About this task -> According to the red lionfish text, where is the species mainly native to?

Text ->
Scientific classification
- Kingdom: Animalia
- Phylum: Chordata
- Class: Actinopterygii
- Order: Perciformes
- Family: Scorpaenidae
- Genus: Pterois
- Species: P. volitans
- Binomial name: Pterois volitans (Linnaeus, 1758)

= Red lionfish =

- Genus: Pterois
- Species: volitans
- Authority: (Linnaeus, 1758)
- Conservation status: LC

Species of fish

The red lionfish (Pterois volitans) is a venomous coral reef fish in the family Scorpaenidae, order Scorpaeniformes. It is mainly native to the Indo-Pacific region, but has become an invasive species in the Caribbean Sea, as well as along the East Coast of the United States and East Mediterranean and also found in Brazil at Fernando de Noronha.

Records in a dataset:
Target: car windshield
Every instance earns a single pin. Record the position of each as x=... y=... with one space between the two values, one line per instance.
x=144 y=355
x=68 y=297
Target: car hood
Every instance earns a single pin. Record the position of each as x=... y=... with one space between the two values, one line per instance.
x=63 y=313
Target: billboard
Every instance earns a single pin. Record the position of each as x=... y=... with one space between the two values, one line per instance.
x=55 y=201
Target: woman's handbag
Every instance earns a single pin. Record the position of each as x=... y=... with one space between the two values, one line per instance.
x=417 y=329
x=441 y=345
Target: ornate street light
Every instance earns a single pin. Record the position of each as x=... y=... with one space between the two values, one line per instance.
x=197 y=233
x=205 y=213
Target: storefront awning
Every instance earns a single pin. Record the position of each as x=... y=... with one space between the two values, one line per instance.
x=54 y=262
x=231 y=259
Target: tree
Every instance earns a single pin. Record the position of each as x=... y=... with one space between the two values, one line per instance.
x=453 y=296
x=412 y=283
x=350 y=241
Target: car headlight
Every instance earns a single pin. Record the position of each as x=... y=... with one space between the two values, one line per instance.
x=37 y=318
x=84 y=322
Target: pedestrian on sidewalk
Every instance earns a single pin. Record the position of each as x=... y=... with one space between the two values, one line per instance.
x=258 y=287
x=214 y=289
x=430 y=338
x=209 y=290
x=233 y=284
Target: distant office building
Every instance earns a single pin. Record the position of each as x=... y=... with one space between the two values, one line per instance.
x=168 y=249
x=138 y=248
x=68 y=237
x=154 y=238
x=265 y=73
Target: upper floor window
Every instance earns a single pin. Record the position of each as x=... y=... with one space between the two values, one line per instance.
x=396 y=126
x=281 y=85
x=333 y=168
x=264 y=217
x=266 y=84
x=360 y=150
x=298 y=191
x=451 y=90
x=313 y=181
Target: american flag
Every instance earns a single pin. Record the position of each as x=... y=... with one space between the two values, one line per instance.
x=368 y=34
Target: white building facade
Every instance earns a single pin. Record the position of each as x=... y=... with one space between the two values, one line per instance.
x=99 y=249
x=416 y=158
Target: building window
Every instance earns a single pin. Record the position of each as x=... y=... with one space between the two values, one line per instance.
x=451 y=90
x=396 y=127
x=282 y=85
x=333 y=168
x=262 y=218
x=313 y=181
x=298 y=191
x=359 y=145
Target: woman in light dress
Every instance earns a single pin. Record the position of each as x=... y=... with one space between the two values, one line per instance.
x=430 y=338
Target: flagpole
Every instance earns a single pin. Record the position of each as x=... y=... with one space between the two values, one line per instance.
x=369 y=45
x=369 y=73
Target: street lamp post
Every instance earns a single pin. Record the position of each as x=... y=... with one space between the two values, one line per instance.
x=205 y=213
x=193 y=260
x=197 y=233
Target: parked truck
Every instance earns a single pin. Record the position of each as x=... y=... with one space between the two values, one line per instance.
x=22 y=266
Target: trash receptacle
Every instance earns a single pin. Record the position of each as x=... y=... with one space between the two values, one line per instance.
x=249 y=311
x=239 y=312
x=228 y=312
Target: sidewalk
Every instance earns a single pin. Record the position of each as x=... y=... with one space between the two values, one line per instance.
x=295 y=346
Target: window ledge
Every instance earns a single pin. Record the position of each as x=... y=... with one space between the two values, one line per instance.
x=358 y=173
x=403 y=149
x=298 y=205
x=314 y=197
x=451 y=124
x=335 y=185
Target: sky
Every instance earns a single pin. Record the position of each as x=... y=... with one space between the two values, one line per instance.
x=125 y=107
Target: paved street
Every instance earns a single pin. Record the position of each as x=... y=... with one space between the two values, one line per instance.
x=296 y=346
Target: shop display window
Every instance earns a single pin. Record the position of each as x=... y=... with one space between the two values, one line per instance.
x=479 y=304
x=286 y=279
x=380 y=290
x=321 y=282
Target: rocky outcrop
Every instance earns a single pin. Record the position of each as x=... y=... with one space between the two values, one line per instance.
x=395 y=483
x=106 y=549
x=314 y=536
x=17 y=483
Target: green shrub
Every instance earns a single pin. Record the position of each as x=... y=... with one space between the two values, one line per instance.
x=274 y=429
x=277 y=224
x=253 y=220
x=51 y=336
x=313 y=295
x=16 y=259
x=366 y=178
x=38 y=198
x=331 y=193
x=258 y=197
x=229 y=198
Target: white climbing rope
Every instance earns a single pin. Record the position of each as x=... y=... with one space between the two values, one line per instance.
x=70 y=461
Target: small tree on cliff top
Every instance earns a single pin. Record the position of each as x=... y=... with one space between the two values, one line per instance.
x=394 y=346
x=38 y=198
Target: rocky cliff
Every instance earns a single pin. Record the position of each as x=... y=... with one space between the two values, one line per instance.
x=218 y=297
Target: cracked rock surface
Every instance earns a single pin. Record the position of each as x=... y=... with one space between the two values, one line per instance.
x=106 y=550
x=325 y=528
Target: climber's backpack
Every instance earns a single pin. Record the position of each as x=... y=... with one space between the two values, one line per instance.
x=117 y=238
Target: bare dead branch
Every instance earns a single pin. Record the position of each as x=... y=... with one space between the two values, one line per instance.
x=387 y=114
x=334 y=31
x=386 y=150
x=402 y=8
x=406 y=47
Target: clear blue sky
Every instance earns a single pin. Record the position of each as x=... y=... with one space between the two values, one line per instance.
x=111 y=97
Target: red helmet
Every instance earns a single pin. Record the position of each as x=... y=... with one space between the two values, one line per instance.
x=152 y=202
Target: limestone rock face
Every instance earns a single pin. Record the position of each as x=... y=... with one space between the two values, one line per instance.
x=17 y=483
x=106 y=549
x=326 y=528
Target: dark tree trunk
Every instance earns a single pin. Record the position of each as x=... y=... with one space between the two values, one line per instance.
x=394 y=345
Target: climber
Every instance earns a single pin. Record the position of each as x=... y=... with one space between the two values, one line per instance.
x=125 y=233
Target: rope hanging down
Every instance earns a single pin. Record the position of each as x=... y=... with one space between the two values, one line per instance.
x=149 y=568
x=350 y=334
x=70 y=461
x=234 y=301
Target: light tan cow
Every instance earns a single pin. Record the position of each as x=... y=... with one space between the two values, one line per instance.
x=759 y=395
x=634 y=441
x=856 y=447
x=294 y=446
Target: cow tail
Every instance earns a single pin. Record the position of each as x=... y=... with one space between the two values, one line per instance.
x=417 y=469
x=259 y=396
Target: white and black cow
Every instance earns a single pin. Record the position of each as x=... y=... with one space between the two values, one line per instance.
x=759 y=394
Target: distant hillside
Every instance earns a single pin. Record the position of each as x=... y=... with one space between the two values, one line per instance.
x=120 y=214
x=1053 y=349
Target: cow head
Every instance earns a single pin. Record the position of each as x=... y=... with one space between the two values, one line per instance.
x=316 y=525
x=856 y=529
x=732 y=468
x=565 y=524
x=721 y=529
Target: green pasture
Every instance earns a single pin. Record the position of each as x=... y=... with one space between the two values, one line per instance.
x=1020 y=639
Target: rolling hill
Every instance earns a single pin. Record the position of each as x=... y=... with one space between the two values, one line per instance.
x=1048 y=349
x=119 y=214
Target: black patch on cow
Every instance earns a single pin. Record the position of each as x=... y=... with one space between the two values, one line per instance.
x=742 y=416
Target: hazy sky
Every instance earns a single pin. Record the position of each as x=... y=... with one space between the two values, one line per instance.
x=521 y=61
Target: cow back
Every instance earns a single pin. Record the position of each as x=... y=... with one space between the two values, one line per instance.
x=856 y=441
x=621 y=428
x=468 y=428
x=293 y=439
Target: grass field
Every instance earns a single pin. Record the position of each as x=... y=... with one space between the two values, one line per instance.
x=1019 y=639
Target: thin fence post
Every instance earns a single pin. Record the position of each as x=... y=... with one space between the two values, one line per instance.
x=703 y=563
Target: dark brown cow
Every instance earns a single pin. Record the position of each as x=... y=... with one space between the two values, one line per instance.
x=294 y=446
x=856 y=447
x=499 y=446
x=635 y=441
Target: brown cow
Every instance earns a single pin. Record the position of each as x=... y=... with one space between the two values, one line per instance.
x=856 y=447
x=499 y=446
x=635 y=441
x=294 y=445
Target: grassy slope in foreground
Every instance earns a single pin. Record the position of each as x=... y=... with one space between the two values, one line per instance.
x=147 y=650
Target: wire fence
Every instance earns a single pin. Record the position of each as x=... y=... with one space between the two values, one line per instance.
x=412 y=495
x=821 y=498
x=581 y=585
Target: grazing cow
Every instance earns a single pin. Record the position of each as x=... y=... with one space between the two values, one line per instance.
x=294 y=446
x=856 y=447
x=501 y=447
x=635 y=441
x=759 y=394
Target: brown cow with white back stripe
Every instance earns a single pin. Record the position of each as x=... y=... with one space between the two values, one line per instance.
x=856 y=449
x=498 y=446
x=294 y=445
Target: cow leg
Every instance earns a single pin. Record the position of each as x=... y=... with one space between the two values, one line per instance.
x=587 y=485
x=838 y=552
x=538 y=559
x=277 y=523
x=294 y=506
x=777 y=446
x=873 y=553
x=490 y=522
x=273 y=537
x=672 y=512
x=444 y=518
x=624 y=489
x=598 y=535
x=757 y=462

Task output -> The Indo-Pacific region.